■ **EXCERTO DA PÁGINA**:
Afinal Qual É a Melhor Dieta?

A resposta certa é… depende! Por mais que existam defensores acérrimos (com fervor religioso) de determinadas dietas, a verdade é que a dieta mais acertada depende de uma variedade de factores, tais como predisposição genética, sensibilidades alimentares, patologias clínicas, objetivos de curto/longo prazo e, não menos importante, prazer na degustação dos alimentos (comer sempre peixe cozido e couves de bruxelas também cansa).

Ainda assim, independentemente da dieta escolhida (ou a ausência de uma), existem certos princípios a seguir que, à luz do conhecimento científico actual, maximizam o bem estar e diminuem consideravelmente o risco de doença crónica.

Tipos de Dieta

Não há semana que passe sem que uma qualquer publicação (online ou “tradicional”) anuncie uma nova dieta que promete os mais variados benefícios. E o que ontem estava na moda, hoje já não serve, mas esta é que é a “tal”! No meio disto tudo o comum dos mortais fica cada vez mais confuso e sem saber no que acreditar. Vamos então tentar esclarecer algumas das dúvidas mais frequentes e dar algumas pistas sobre os hábitos alimentares mais saudáveis. Os tipos mais comuns de dieta são os seguintes:

  • Mediterrânica: esta dieta tem tido bastante tempo de antena, sobretudo pelos seus muitos alegados benefícios para a saúde. É necessário esclarecer que nem tudo o que se come em Portugal, Espanha ou Itália se classifica como dieta mediterrânica, por isso não vá já a correr comer pizzas, tapas e bife com batatas fritas. A dieta mediterrânica caracteriza-se pelo consumo de cereais integrais, frutas, legumes e vegetais, peixes gordos (sardinhas, anchovas, cavalas), carne em moderação (2 a 3 vezes por semana), gorduras saudáveis, tais como o azeite, frutos secos e abacate, muitas ervas aromáticas, tudo isto acompanhado esporadicamente por algumas bebidas alcoólicas (um copo de vinho tinto 3 vezes por semana). Além disso esta dieta deve estar incluída num estilo de vida que privilegia refeições em família e actividade física diária (originalmente trabalho no campo e percursos a pé em caminhos íngremes).

■ **ENUNCIADO DA TAREFA**:
Segundo o excerto da página sobre dietas, quantas vezes por semana se come carne na dieta mediterrânica? Não é preciso consultar as entradas para resolver a tarefa.

[Excertos de um conjunto de dados]
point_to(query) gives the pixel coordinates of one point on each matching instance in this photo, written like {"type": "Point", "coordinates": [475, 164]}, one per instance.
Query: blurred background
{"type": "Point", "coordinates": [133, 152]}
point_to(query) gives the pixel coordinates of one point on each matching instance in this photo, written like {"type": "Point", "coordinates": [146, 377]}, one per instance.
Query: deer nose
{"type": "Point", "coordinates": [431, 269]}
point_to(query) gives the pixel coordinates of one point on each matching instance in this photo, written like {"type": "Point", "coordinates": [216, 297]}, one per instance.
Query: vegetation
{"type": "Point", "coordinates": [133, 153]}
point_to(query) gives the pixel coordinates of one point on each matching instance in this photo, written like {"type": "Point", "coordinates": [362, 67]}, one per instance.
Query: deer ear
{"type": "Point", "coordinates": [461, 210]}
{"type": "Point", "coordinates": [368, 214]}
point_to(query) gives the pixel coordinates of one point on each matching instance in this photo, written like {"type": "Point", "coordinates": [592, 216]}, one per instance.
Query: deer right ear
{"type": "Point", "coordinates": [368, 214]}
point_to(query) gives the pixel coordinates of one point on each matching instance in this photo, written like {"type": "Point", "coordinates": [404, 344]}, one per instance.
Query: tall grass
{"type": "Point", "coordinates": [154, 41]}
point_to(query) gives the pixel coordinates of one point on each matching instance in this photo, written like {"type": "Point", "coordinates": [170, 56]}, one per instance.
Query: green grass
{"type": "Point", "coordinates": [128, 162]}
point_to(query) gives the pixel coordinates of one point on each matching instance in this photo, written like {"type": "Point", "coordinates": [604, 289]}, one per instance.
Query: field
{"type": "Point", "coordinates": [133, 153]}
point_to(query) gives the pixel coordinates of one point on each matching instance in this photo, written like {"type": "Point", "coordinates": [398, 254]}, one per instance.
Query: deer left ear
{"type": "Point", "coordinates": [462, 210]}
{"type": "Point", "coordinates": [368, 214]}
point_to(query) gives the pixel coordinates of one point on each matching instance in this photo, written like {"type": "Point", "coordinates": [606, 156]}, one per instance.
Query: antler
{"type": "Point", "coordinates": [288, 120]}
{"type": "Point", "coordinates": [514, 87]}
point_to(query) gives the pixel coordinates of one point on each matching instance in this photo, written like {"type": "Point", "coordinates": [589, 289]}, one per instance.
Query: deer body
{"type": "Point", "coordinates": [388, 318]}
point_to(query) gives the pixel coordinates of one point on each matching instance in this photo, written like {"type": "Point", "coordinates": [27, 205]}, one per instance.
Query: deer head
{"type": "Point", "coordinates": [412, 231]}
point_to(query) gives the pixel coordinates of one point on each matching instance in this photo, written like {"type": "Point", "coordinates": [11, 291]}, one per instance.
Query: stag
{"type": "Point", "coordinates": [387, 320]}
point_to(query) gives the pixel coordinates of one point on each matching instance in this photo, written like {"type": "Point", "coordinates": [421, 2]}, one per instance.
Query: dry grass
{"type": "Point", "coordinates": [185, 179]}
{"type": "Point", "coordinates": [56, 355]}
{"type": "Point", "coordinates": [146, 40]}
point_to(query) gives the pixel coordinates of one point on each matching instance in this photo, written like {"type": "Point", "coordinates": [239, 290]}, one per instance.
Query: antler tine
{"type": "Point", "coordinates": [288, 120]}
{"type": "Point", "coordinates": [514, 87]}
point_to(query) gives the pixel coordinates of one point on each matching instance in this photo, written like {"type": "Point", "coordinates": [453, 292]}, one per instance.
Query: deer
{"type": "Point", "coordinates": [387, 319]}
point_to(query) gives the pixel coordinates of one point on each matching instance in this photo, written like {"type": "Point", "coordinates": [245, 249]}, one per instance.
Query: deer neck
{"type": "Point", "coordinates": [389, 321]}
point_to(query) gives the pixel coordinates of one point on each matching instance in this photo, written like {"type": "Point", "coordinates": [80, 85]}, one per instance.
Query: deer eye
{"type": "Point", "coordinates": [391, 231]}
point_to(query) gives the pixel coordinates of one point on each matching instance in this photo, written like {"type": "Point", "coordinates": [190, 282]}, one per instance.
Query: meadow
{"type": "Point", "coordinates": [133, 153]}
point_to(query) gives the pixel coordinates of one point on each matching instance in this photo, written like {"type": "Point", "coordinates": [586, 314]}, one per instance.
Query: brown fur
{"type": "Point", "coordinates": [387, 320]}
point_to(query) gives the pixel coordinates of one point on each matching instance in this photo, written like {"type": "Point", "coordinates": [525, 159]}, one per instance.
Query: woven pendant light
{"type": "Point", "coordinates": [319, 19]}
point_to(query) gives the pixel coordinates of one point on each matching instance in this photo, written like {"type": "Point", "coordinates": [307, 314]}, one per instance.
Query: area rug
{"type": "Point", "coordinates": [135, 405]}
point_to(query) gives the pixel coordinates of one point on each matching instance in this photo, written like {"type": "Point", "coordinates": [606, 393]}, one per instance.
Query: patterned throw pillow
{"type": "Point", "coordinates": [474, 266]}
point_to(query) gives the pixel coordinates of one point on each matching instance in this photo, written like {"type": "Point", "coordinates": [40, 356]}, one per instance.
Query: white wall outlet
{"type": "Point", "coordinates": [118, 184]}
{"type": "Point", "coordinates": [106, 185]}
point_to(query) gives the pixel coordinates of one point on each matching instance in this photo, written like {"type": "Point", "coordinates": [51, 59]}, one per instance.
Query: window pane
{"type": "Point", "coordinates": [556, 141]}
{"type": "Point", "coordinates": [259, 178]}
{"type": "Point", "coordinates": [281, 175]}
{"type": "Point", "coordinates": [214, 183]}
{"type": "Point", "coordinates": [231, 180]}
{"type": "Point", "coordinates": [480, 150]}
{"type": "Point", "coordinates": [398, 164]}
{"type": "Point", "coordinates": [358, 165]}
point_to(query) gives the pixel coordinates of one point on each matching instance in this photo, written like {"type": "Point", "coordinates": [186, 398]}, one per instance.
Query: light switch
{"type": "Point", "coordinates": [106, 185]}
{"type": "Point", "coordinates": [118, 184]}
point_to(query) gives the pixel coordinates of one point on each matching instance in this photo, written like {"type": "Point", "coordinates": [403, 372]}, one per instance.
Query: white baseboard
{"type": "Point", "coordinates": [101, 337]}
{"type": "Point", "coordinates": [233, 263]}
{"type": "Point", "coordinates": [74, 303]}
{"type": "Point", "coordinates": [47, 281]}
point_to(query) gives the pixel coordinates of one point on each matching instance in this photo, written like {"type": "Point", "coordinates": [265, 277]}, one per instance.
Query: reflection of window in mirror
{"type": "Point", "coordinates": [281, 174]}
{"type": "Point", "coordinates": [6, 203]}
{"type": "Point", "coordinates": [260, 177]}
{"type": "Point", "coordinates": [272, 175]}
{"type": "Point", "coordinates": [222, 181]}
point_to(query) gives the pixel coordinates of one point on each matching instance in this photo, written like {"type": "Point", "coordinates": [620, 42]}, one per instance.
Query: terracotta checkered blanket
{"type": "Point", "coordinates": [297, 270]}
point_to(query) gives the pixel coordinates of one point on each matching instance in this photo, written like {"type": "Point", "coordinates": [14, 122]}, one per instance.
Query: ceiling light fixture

■ **RESOLUÇÃO DA TAREFA**:
Come-se carne em moderação, 2 a 3 vezes por semana.